- [PROBLEM TO WORK ON] A word-for-word copy of the listing is needed. Retype it in full.

** DATASET ENTRIES follows **

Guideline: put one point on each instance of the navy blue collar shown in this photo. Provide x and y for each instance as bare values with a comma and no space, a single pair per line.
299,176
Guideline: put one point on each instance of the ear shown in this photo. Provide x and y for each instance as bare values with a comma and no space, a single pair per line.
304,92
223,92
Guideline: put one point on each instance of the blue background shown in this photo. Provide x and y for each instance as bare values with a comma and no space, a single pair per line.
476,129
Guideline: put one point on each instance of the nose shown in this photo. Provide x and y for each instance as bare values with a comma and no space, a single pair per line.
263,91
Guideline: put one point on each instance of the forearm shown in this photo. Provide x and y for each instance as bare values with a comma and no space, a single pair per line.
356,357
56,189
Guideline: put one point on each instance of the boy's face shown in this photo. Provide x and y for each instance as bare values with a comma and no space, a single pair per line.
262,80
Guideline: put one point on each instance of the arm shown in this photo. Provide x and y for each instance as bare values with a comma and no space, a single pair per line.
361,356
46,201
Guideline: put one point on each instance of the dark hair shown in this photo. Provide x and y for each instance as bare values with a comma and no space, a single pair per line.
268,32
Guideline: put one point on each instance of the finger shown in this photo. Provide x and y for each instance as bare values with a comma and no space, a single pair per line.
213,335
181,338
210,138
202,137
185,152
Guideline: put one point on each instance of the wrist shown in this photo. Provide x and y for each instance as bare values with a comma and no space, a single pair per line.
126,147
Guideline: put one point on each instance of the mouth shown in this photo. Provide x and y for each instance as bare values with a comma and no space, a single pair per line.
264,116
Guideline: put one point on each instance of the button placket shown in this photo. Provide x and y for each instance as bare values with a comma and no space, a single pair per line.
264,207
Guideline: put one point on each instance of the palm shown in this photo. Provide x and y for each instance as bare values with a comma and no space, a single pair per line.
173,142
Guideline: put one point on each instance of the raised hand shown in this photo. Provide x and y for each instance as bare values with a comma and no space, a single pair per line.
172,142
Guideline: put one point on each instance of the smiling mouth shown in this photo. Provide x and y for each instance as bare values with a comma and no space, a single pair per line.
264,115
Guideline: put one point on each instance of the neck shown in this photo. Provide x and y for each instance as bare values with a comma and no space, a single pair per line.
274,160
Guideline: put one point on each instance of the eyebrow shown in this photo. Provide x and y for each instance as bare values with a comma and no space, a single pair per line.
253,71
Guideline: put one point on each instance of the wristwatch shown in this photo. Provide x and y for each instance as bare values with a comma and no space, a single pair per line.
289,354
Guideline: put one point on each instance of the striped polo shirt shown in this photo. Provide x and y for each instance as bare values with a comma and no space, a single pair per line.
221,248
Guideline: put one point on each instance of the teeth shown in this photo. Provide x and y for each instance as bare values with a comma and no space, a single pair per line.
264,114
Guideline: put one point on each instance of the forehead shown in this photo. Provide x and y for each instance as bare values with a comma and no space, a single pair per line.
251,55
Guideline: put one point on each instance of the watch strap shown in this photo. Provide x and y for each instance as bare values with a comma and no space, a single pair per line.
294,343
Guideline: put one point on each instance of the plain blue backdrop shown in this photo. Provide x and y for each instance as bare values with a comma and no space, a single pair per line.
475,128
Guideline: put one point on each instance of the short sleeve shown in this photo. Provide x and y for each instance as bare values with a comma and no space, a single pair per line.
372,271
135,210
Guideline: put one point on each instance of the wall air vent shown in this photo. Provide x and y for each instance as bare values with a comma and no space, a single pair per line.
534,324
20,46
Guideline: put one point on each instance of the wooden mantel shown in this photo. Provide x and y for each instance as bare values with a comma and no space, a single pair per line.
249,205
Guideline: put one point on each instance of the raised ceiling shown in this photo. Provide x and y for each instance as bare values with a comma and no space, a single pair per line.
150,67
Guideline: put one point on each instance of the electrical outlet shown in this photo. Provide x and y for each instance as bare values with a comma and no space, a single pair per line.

** End of DATASET ENTRIES **

- [FINISHED EXERCISE]
Guideline: put one point on each instance of the navy blue collar shown in this photo. Provide x and y for each instance as bare values with a comma and no space, a single pair per line.
299,176
Guideline: put one point on each instance of the ear shown in this photo. Provide x and y for each instance as bare values with a comma and no space, a single pair per line.
304,92
223,92
Guideline: put one point on each instance of the blue background shown in this photo. Provide x and y for each instance as bare values with a comma and no space, a single pair per line.
476,129
Guideline: put one point on each instance of the nose shown in this photo. Provide x and y for each instance as bare values with a comma and no space, a single pair per line.
263,91
Guideline: put one point on each instance of the forearm shown in this photo. Provide x and y for each instance as bare values with a comma and no space, a single pair per line.
356,357
56,189
Guideline: put one point on each instance of the boy's face shown in this photo. Provide x and y for each instance as bare values with a comma and no space, a single pair per line.
262,80
Guideline: put one point on each instance of the arm shown in this photo. Provide x and y for each instance as bare values with a comma and no space, a single pair per line.
361,356
46,201
Guideline: put one point on each instance of the dark hair shown in this photo. Provide x and y for each instance as bare values with a comma and no space, a single pair per line.
268,32
Guideline: put one point on each instance of the finger shown in this photo. Provide x and y for each instance as bare values with a comma and no space, a single pair per line.
213,335
181,338
210,138
202,137
185,152
Guideline: put one point on each instance of the wrist shown in this photo. Provide x and y for each instance as bare values with a comma and no space, a single pair per line.
126,147
Guideline: put one point on each instance of the mouth shown in this photo. Provide x and y for each instance as bare values with a comma and no space, a single pair per line.
264,116
Guideline: put one point on each instance of the button placket shown in this photo. Provide x and y for each instance as bare values with a comma and no space, a single pair per line.
264,207
Guideline: put one point on each instance of the palm shown in this photo. Provide x and y for each instance as bare values with a comma and no space, a single pair per line.
173,142
Guideline: put one point on each instance of the raised hand shown in this photo. Provide x and y for each instance as bare values with a comma and no space, a single pair per line.
172,142
Guideline: put one point on each instance of the smiling mouth shown in this photo. Provide x and y for each instance as bare values with a comma and no space, a single pair per line.
264,115
Guideline: put one point on each instance of the neck shown in this photo. Provide x and y for each instance as bare values with a comma and no space, a single pair per line.
274,160
Guideline: put one point on each instance of the eyebrow shown in this photo. Provide x and y for each instance as bare values with a comma and no space, a single pair per line.
253,71
Guideline: put one point on each instance of the wristwatch shown in this photo. Provide x and y for each instance as bare values with a comma and no space, a single pair per line.
289,354
Guideline: put one point on each instance of the striped polo shirt shown in this photo. Provide x and y for each instance as bare values with a comma and no space, a single pair per line.
221,248
Guideline: put one point on each instance of the teeth shown in this photo. Provide x and y for each instance as bare values with a comma and no space, a single pair per line.
264,114
Guideline: put one point on each instance of the forehead shown in this photo. Provide x and y for each instance as bare values with a comma and no space, a single pair per line.
251,55
Guideline: put one point on each instance of the watch strap shown in this photo. Provide x and y for each instance as bare values with a comma and no space, a single pair per line.
294,343
Guideline: put one point on each instance of the plain blue backdrop shown in this photo. Provide x and y for each instance as bare values with a comma and no space, a single pair per line.
475,128
Guideline: put one point on each instance of the short sleeve shown in this photo. Provide x and y for each instance as bare values with a comma and no space, a single pair per line.
372,271
135,210
Guideline: put one point on each instance of the wall air vent shown in this photo. Provide x and y for each instance as bare values with a comma and no space, a single pair per line.
534,324
20,46
Guideline: put one point on each instance of the wooden mantel shown in this photo. Provide x and y for each instance as bare values with a comma and no space, a single pair per line.
249,205
Guideline: put one point on each instance of the raised ceiling shown in this photo. Provide x and y for each instance as bare values with a comma and no space, a single pair per line.
150,67
Guideline: put one point on each instance of the electrical outlet shown in this photo. Provide x and y for each instance as bare values with a comma and no space, a single pair per line.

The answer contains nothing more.